> [Problem details]: Pull every line containing the word "rough" from the records.
Given data: Begin
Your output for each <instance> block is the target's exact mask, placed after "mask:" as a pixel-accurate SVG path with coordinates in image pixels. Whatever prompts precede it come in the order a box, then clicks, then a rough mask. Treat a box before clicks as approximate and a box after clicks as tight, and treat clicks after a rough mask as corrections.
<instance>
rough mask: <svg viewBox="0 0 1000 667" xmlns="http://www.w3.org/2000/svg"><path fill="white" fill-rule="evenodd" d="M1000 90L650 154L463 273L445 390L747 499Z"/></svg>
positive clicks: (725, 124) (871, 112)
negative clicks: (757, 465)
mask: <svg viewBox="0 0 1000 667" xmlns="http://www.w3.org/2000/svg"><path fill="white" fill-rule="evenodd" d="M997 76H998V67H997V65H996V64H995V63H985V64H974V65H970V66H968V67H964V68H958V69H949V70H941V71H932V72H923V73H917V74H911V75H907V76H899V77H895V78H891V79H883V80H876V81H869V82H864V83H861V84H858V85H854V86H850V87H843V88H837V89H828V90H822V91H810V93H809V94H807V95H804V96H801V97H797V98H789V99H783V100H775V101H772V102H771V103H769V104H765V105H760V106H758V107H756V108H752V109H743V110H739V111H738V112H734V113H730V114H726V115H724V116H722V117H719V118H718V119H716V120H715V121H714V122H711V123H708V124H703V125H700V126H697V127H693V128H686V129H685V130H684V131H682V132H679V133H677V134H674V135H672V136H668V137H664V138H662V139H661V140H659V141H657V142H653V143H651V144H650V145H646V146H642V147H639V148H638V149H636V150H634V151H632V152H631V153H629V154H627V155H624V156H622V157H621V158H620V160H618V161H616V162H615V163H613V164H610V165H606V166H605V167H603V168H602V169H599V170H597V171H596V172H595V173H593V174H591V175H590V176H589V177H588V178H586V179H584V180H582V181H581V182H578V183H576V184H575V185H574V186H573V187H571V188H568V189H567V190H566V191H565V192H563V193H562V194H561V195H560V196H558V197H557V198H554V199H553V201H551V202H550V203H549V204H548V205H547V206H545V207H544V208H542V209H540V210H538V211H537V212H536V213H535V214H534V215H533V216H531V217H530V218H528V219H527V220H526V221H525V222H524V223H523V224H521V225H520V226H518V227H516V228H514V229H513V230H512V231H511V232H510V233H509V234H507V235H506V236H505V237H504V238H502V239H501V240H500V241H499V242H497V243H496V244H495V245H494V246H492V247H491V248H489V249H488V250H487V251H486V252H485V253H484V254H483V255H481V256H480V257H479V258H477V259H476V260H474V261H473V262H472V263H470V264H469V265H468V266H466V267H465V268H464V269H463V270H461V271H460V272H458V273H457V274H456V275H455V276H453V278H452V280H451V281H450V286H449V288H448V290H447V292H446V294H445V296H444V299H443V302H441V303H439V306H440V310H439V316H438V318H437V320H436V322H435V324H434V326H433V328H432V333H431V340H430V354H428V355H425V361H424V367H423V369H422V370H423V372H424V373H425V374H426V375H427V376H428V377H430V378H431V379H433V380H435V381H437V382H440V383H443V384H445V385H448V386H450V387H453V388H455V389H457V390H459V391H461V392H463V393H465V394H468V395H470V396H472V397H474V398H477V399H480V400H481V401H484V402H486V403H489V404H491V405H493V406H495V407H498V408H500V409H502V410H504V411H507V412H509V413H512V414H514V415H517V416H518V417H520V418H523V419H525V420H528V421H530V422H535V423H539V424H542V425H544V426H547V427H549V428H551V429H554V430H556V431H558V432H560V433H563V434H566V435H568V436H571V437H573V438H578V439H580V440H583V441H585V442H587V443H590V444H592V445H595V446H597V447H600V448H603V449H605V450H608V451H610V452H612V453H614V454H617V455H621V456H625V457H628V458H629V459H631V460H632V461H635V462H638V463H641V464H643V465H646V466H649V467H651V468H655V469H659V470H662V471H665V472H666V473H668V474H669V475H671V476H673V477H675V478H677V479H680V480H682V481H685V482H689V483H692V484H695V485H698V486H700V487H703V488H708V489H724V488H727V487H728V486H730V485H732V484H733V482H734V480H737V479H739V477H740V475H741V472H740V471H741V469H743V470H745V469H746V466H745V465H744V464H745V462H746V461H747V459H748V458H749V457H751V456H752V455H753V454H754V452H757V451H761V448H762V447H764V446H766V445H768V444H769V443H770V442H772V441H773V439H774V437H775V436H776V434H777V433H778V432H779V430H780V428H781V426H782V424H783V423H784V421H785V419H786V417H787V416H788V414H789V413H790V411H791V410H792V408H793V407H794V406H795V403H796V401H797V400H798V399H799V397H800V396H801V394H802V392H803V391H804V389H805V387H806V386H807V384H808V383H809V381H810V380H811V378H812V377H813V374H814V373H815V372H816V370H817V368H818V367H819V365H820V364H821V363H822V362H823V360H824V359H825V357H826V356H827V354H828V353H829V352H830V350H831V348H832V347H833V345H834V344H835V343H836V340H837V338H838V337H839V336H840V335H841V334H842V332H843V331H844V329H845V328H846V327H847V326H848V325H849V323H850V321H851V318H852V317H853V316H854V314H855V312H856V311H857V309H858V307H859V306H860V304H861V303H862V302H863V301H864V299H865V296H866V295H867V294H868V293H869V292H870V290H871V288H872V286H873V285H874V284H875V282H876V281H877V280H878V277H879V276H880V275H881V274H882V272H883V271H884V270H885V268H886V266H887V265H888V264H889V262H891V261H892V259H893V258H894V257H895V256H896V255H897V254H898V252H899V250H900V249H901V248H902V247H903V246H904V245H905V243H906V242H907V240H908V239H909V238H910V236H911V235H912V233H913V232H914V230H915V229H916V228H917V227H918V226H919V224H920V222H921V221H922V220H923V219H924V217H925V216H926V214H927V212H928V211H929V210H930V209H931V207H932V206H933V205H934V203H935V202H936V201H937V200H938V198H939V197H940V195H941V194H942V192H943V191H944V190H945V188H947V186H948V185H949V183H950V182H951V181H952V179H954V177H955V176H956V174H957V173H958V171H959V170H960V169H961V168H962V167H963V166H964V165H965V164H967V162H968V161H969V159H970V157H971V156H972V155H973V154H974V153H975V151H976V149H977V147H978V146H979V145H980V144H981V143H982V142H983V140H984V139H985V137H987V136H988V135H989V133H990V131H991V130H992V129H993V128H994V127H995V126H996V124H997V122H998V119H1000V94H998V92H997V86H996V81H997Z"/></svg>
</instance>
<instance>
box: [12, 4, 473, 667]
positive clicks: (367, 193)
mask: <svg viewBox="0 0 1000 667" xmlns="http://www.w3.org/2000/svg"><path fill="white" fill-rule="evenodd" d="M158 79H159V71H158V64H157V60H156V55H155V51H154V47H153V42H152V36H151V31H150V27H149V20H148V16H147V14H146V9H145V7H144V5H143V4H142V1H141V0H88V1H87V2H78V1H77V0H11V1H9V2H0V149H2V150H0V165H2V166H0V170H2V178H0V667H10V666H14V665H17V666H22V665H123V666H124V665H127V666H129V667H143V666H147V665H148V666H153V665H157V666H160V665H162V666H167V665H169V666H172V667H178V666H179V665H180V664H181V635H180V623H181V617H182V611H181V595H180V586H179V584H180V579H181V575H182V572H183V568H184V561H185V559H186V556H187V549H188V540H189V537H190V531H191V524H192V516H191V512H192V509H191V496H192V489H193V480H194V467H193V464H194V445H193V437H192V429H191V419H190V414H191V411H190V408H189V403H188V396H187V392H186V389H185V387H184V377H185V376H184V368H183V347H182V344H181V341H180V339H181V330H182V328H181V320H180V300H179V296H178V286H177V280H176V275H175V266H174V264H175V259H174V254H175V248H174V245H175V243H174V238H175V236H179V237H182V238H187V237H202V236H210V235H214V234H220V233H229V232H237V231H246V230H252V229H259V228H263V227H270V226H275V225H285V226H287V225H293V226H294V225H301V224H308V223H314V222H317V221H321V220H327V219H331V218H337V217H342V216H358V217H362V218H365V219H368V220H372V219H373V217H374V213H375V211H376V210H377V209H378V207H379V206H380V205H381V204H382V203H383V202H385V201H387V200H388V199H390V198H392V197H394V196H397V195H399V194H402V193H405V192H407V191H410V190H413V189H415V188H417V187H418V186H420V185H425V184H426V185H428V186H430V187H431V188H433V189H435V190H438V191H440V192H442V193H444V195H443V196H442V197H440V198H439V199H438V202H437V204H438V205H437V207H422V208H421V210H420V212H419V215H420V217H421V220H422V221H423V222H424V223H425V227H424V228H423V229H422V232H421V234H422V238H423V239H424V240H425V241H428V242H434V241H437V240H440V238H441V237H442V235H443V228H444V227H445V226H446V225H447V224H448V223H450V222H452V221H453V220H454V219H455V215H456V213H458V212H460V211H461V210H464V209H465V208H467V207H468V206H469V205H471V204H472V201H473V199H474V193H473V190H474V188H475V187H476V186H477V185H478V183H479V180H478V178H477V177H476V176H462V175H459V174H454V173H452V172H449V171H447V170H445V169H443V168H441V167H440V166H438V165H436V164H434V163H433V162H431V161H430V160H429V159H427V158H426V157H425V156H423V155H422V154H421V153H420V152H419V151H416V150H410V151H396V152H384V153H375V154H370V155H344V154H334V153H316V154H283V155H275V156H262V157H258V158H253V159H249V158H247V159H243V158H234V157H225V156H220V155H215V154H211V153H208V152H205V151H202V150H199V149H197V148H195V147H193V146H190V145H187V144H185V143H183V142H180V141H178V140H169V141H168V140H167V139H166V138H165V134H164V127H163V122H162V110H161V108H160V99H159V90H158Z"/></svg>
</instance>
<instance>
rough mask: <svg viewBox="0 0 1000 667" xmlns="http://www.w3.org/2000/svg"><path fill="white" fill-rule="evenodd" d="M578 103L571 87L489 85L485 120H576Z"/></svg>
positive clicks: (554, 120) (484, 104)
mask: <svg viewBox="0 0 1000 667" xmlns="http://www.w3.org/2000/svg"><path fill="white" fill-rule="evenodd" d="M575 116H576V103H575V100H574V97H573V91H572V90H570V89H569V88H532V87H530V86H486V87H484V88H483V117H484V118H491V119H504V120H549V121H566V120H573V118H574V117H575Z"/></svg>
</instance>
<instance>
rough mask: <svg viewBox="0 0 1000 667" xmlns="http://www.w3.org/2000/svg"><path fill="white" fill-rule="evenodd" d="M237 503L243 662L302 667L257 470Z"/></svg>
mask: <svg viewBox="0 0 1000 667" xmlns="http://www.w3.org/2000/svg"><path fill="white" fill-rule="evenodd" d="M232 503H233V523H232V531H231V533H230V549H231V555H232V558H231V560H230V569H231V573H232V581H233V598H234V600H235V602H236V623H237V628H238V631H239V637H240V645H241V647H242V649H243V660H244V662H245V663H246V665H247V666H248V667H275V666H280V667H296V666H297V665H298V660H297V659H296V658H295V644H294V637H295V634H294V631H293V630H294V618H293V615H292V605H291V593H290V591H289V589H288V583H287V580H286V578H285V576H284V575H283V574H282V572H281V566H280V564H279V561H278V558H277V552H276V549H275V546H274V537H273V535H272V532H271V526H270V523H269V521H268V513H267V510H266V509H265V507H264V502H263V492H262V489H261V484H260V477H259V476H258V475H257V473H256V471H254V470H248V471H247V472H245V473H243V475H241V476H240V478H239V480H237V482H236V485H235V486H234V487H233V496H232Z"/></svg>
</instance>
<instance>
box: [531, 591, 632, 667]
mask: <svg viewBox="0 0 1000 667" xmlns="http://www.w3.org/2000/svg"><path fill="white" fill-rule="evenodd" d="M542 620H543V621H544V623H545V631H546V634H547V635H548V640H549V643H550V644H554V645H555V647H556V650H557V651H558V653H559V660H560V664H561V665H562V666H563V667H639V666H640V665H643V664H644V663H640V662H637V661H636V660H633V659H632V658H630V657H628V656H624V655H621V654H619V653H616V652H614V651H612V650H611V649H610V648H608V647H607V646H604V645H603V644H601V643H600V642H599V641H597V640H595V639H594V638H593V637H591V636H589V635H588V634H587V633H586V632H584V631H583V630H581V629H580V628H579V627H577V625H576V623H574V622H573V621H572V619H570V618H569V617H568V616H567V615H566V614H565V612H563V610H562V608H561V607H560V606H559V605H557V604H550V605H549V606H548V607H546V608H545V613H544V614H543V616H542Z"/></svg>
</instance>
Given data: End
> [Task response]:
Your output for each <instance> block is the target's exact mask, placed after "mask:" as a pixel-accurate SVG path with coordinates in image pixels. Whatever prompts precede it come in the order a box, then clicks, then a rough mask. Treat a box before clicks as approximate and a box after clicks as tight, and treat clicks after a rough mask as corrections.
rough mask: <svg viewBox="0 0 1000 667" xmlns="http://www.w3.org/2000/svg"><path fill="white" fill-rule="evenodd" d="M1000 90L650 154L463 273L445 390L747 499Z"/></svg>
rough mask: <svg viewBox="0 0 1000 667" xmlns="http://www.w3.org/2000/svg"><path fill="white" fill-rule="evenodd" d="M578 103L571 87L489 85L485 120H576Z"/></svg>
rough mask: <svg viewBox="0 0 1000 667" xmlns="http://www.w3.org/2000/svg"><path fill="white" fill-rule="evenodd" d="M237 503L243 662L302 667L257 470Z"/></svg>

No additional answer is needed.